*** Opening Records supplied ***

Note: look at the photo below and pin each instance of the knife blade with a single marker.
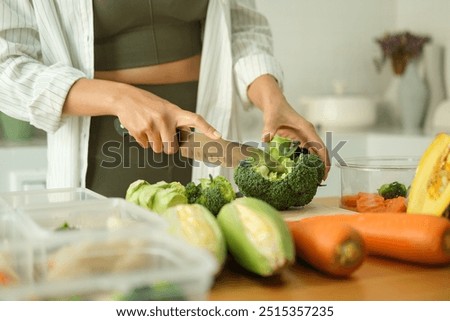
(219, 152)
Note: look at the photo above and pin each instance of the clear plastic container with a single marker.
(35, 198)
(368, 174)
(106, 214)
(119, 265)
(16, 253)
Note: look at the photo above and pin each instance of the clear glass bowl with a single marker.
(368, 174)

*** Closing Records supplied ***

• [Problem statement]
Repeat, exactly and in full, all records above, but include no pictures.

• [Response for this exercise]
Note: look at the photo below and pin each instance of the knife blade with a single marker.
(219, 152)
Note: look at the photo above and pin each instance of the clear plastic container with a single marker.
(35, 198)
(368, 174)
(106, 214)
(119, 265)
(16, 253)
Note: look at the photo above and pin each instance of the clear glass bowl with a single marker.
(368, 174)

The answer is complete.